---------- Material provided ----------

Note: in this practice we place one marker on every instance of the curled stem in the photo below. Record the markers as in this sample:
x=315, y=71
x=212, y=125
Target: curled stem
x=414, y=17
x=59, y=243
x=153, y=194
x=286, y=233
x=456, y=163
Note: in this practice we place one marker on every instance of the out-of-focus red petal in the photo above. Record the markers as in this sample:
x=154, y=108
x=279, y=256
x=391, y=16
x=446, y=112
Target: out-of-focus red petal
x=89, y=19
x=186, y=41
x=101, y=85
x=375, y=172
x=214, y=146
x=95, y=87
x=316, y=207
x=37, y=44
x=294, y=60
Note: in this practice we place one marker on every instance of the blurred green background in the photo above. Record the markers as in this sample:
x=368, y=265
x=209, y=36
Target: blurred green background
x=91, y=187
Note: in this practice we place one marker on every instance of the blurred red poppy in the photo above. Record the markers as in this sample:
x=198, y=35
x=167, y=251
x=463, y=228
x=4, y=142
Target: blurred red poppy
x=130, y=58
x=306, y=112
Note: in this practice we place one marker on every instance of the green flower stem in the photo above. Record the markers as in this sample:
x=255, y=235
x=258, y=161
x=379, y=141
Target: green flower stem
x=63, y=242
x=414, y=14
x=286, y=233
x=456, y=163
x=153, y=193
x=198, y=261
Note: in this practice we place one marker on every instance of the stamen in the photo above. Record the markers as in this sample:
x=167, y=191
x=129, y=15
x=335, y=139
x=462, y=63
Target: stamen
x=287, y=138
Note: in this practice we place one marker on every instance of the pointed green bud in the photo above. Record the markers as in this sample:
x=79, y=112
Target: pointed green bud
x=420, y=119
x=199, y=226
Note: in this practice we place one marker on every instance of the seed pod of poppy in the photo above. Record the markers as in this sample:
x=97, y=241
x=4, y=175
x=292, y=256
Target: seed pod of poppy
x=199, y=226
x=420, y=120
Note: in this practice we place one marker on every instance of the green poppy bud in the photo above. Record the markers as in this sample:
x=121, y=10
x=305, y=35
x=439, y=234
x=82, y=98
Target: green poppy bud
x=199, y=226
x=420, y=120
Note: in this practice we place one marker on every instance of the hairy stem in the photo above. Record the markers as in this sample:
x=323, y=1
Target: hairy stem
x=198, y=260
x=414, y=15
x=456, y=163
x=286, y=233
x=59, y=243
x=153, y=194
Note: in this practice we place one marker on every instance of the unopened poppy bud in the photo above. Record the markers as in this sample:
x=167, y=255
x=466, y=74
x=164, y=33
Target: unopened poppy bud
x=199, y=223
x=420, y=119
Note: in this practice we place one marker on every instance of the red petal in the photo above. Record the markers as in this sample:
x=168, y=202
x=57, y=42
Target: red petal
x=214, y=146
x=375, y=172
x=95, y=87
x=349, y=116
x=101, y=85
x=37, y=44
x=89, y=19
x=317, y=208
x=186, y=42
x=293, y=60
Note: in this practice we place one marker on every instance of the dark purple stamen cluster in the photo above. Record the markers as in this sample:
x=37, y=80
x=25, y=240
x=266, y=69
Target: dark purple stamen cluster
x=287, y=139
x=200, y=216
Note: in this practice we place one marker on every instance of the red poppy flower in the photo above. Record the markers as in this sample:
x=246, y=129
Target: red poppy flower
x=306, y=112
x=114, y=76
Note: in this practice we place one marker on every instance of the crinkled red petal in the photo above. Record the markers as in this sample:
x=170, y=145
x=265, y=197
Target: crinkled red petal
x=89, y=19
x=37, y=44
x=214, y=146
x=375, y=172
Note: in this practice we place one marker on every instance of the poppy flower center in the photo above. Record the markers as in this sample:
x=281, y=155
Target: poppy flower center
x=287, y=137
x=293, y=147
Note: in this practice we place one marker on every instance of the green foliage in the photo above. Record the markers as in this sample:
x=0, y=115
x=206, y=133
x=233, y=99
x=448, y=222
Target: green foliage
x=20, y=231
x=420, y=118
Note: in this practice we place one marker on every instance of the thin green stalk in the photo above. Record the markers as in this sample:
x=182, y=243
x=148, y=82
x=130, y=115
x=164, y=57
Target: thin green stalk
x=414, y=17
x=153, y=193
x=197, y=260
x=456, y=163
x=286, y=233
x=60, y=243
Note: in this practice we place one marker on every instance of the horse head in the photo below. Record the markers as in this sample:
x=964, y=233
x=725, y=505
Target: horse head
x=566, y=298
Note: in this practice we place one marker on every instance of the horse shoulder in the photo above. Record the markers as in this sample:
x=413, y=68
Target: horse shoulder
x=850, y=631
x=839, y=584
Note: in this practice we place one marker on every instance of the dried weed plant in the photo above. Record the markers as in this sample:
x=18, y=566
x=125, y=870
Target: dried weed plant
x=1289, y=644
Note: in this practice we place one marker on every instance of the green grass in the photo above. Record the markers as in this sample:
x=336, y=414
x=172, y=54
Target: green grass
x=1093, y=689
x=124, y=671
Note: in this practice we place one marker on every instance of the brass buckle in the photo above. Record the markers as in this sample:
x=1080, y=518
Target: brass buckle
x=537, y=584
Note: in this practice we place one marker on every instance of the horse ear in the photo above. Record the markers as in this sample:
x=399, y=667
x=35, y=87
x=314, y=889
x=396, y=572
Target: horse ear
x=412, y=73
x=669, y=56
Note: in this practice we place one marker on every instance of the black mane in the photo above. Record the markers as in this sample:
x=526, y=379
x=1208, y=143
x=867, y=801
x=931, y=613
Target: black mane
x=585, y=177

----------

Goal —
Please render the entries above as a Markdown table with two columns, Row and Line, putting each line in its own numbered row and leaving out blank lines.

Finished answer —
| Row | Line |
|---|---|
| 1 | Note: in this practice we place one marker on every instance of the curled stem in the photo below. Record the markers as in this sample: |
| 2 | x=315, y=71 |
| 3 | x=212, y=125 |
| 4 | Target: curled stem |
| 5 | x=414, y=17 |
| 6 | x=59, y=243 |
| 7 | x=153, y=194 |
| 8 | x=286, y=233 |
| 9 | x=456, y=163 |
| 10 | Note: in this practice we place one marker on every instance of the out-of-focus red petal in the photo above. Record the markers as in this sample: |
| 11 | x=154, y=108 |
| 12 | x=279, y=256 |
| 13 | x=391, y=16 |
| 14 | x=446, y=112 |
| 15 | Target: out-of-focus red petal |
| 16 | x=89, y=19 |
| 17 | x=186, y=41 |
| 18 | x=101, y=85 |
| 19 | x=375, y=172 |
| 20 | x=214, y=146 |
| 21 | x=95, y=87 |
| 22 | x=316, y=207 |
| 23 | x=37, y=44 |
| 24 | x=294, y=60 |
| 25 | Note: in this practice we place one marker on every instance of the blurred green background in the photo above. Record the markers as in this sample: |
| 26 | x=368, y=265 |
| 27 | x=209, y=36 |
| 28 | Target: blurred green background |
| 29 | x=91, y=187 |
| 30 | Note: in this practice we place one marker on every instance of the blurred red poppy in the photo above. Record the markers as in this sample: |
| 31 | x=198, y=35 |
| 32 | x=167, y=251 |
| 33 | x=463, y=228 |
| 34 | x=4, y=142 |
| 35 | Target: blurred red poppy |
| 36 | x=130, y=58 |
| 37 | x=306, y=112 |
| 38 | Note: in this practice we place one marker on every instance of the green flower stem in the photo above. Record the markers as in this sample: |
| 39 | x=255, y=235 |
| 40 | x=258, y=161 |
| 41 | x=379, y=141 |
| 42 | Target: green flower stem |
| 43 | x=63, y=242 |
| 44 | x=414, y=14 |
| 45 | x=286, y=233 |
| 46 | x=456, y=163 |
| 47 | x=153, y=193 |
| 48 | x=198, y=261 |
| 49 | Note: in this practice we place one marker on every instance of the stamen in the photo above. Record the markers as in this sample: |
| 50 | x=167, y=191 |
| 51 | x=129, y=15 |
| 52 | x=335, y=139 |
| 53 | x=462, y=63 |
| 54 | Target: stamen |
| 55 | x=287, y=138 |
| 56 | Note: in this practice we place one marker on every instance of the pointed green bud in the photo above. Record the markers as in this sample: |
| 57 | x=79, y=112 |
| 58 | Target: pointed green bud |
| 59 | x=420, y=119 |
| 60 | x=199, y=226 |
| 61 | Note: in this practice we place one marker on every instance of the seed pod of poppy in the photo above. Record the markers as in this sample: |
| 62 | x=97, y=241 |
| 63 | x=4, y=175 |
| 64 | x=292, y=256 |
| 65 | Target: seed pod of poppy |
| 66 | x=199, y=226 |
| 67 | x=420, y=120 |
| 68 | Note: in this practice we place one marker on every instance of the green poppy bud in the photo above. Record the markers as in this sample: |
| 69 | x=121, y=10 |
| 70 | x=305, y=35 |
| 71 | x=439, y=234 |
| 72 | x=82, y=98 |
| 73 | Target: green poppy bud |
| 74 | x=199, y=226 |
| 75 | x=420, y=120 |
| 76 | Note: in this practice we place one marker on every instance of the hairy stem in the photo above. Record the markers as in this sample: |
| 77 | x=323, y=1 |
| 78 | Target: hairy stem |
| 79 | x=198, y=260 |
| 80 | x=414, y=15 |
| 81 | x=456, y=163 |
| 82 | x=286, y=233 |
| 83 | x=59, y=243 |
| 84 | x=153, y=194 |
| 85 | Note: in this practice we place one marker on every instance of the unopened poppy bud in the photo above. Record the markers as in this sample: |
| 86 | x=167, y=255 |
| 87 | x=466, y=74 |
| 88 | x=164, y=33 |
| 89 | Target: unopened poppy bud |
| 90 | x=199, y=223 |
| 91 | x=420, y=119 |
| 92 | Note: in this practice we place one marker on every instance of the red petal in the photo above. Record the markers as in this sample: |
| 93 | x=168, y=202 |
| 94 | x=57, y=42 |
| 95 | Target: red petal |
| 96 | x=214, y=146 |
| 97 | x=375, y=172 |
| 98 | x=95, y=87 |
| 99 | x=349, y=116 |
| 100 | x=101, y=85 |
| 101 | x=37, y=44 |
| 102 | x=89, y=19 |
| 103 | x=317, y=208 |
| 104 | x=186, y=42 |
| 105 | x=293, y=60 |
| 106 | Note: in this practice we place one marker on every instance of the dark purple stamen cluster in the photo above. Record the markers as in this sample: |
| 107 | x=37, y=80 |
| 108 | x=25, y=240 |
| 109 | x=266, y=69 |
| 110 | Target: dark purple stamen cluster |
| 111 | x=287, y=139 |
| 112 | x=200, y=216 |
| 113 | Note: in this practice we place one marker on every instance of the red poppy flower in the photo above. Record the markers as in this sample: |
| 114 | x=246, y=129 |
| 115 | Target: red poppy flower |
| 116 | x=306, y=112 |
| 117 | x=114, y=76 |
| 118 | Note: in this practice we place one marker on every instance of the crinkled red petal in the photo above. Record the markers as in this sample: |
| 119 | x=170, y=145 |
| 120 | x=265, y=197 |
| 121 | Target: crinkled red petal |
| 122 | x=89, y=19 |
| 123 | x=37, y=44 |
| 124 | x=214, y=146 |
| 125 | x=375, y=172 |
| 126 | Note: in this practice we place one marker on every instance of the poppy flower center in the photo above. Record the markers as in this sample: |
| 127 | x=281, y=155 |
| 128 | Target: poppy flower center |
| 129 | x=287, y=137 |
| 130 | x=293, y=147 |
| 131 | Note: in this practice we place one marker on every instance of the green foliage in the photo above. Record the markers as in this sample: |
| 132 | x=0, y=115 |
| 133 | x=206, y=133 |
| 134 | x=233, y=99 |
| 135 | x=448, y=222 |
| 136 | Target: green foliage |
| 137 | x=20, y=231 |
| 138 | x=420, y=118 |
| 139 | Note: in this practice we place one marker on every instance of the thin green stalk in the photo above. Record the markers as in this sample: |
| 140 | x=182, y=243 |
| 141 | x=148, y=82 |
| 142 | x=130, y=115 |
| 143 | x=164, y=57 |
| 144 | Target: thin green stalk |
| 145 | x=414, y=17 |
| 146 | x=153, y=193 |
| 147 | x=197, y=260 |
| 148 | x=456, y=163 |
| 149 | x=286, y=233 |
| 150 | x=60, y=243 |
| 151 | Note: in this practice we place one marker on every instance of the horse head in the photo below. Record the markers as in this sample: |
| 152 | x=964, y=233 |
| 153 | x=725, y=505 |
| 154 | Target: horse head |
| 155 | x=566, y=298 |
| 156 | Note: in this practice we place one marker on every instance of the horse shoulder in the photo above. Record the markers as in this sample: |
| 157 | x=413, y=68 |
| 158 | Target: horse shoulder |
| 159 | x=850, y=631 |
| 160 | x=839, y=584 |
| 161 | Note: in this practice we place one marker on every instance of the dried weed plant in the photo above. Record the markers as in this sample: |
| 162 | x=18, y=566 |
| 163 | x=125, y=870 |
| 164 | Target: dried weed plant |
| 165 | x=1289, y=644 |
| 166 | Note: in this practice we place one marker on every instance of the green grass in the photo above. Record the markers as in this sample: |
| 167 | x=336, y=414 |
| 168 | x=172, y=54 |
| 169 | Target: green grass |
| 170 | x=1093, y=689 |
| 171 | x=124, y=671 |
| 172 | Note: in this practice we place one marker on every instance of the brass buckle in the photo above. Record the markers as in this sample: |
| 173 | x=1080, y=518 |
| 174 | Target: brass buckle |
| 175 | x=537, y=584 |
| 176 | Note: in this practice we place one marker on every instance of the horse ear in the photo above. Record the markers as in this sample: |
| 177 | x=399, y=667 |
| 178 | x=35, y=87 |
| 179 | x=314, y=889 |
| 180 | x=396, y=572 |
| 181 | Target: horse ear |
| 182 | x=412, y=73 |
| 183 | x=669, y=56 |
| 184 | Note: in this practice we place one marker on every instance of the black mane in the photo above. Record the markers as in this sample: |
| 185 | x=526, y=379 |
| 186 | x=1208, y=143 |
| 187 | x=867, y=801 |
| 188 | x=931, y=613 |
| 189 | Target: black mane |
| 190 | x=585, y=177 |